- **About this task**:
Copy out exactly, and only, the lines from the one containing "Query: flooded creek" through the end of the entries. No pictures.

- **Data to process**:
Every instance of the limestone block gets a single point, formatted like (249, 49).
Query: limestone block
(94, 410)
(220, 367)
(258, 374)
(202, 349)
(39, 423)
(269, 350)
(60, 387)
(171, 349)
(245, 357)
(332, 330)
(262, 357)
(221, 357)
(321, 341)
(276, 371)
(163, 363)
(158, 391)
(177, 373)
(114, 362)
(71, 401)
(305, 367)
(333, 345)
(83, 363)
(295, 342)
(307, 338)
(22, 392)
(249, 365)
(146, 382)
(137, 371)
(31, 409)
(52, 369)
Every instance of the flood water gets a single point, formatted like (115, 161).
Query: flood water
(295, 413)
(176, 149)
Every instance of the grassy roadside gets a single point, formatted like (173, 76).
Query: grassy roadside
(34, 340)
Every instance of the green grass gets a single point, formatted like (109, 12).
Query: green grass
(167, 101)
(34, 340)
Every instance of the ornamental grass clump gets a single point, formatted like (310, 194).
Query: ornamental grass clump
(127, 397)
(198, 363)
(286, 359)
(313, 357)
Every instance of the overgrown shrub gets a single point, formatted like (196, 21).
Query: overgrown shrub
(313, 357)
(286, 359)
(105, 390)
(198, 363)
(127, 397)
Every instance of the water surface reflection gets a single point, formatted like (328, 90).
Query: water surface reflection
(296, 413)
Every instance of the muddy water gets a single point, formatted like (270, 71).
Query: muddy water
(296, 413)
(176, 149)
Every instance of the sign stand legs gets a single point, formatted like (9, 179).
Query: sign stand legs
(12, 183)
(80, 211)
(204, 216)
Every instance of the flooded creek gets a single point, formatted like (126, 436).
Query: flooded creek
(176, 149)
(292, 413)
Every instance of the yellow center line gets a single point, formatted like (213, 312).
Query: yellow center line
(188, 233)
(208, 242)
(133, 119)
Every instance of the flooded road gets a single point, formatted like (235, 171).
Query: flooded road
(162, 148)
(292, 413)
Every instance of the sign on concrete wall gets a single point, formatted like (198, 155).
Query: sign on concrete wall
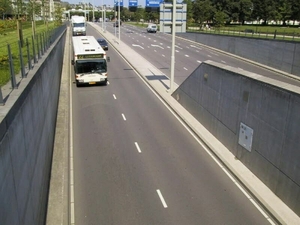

- **Result**:
Query: flooded creek
(176, 149)
(292, 413)
Every instance of the yellow center line gets a single point, formatted like (213, 312).
Query: yellow center line
(188, 233)
(208, 242)
(133, 119)
Every instance of the flooded road gets a single point, formatted like (235, 171).
Query: flooded road
(162, 148)
(292, 413)
Every instance of the sign on concrete wall gets a single point, formatted like (198, 155).
Query: sign on concrete wall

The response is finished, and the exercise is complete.